# Pandas Part 3

**Outline:**
- Combining and Merging Datasets
- GroupBy Operations

---

In [None]:
# Import Packages
import pandas as pd
import numpy as np

## Combining Datasets

Pandas has a function, `pd.concat()`, which has a similar syntax to `np.concatenate`

In [None]:
ser1 = pd.Series(['A', 'B', 'C'], index = [1, 2, 3])
ser2 = pd.Series(['D', 'E', 'F'], index = [4, 5, 6])

In [None]:
ser1

In [None]:
ser2

In [None]:
pd.concat([ser1, ser2])

It also works to concatenate higher-dimensional objects, such as DataFrames:

In [None]:
df1 = pd.DataFrame(np.arange(6).reshape(3, 2), columns = ['A', 'B'])
df2 = pd.DataFrame(5 + np.arange(4).reshape(2, 2), columns = ['A', 'B'])

In [None]:
df1

In [None]:
df2

In [None]:
pd.concat([df1, df2])

One important difference between `np.concatenate` and `pd.concat` is that Pandas
concatenation *preserves indices*, even if the result will have duplicate indices!

**Ignoring the index**. Sometimes the index itself does not matter, and you would prefer it to simply be ignored. You can specify this option using the `ignore_index` flag. With this set to `True`, the concatenation will create a new integer index for the resulting Series:

In [None]:
pd.concat([df1, df2], ignore_index = True)

By default, the concatenation takes place row-wise within the DataFrame (i.e.,
`axis = 0`).

- Source material
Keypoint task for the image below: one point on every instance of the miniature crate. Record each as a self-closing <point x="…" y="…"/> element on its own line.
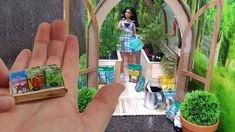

- Task requirements
• A. Answer these questions from the pandas notes:
(i) Which NumPy function is `pd.concat()` said to resemble in syntax?
(ii) Which flag, set to `True`, makes the concatenation create a new integer index?
(iii) By default, in which direction does concatenation take place within a DataFrame?
• B. List every variable in the pandas notes' code that is assigned a Series or DataFrame.
• C. From the pandas notes, repeat word for word the passage between "It also works" and "pd.DataFrame(np.arange(6).reshape(3, 2), columns = ['A', 'B'])", inclusive.

- Answers by task
• A.
(i) `np.concatenate`
(ii) `ignore_index`
(iii) Row-wise (`axis = 0`)

• B. ser1, ser2, df1, df2

• C.
It also works to concatenate higher-dimensional objects, such as DataFrames:

In [None]:
df1 = pd.DataFrame(np.arange(6).reshape(3, 2), columns = ['A', 'B'])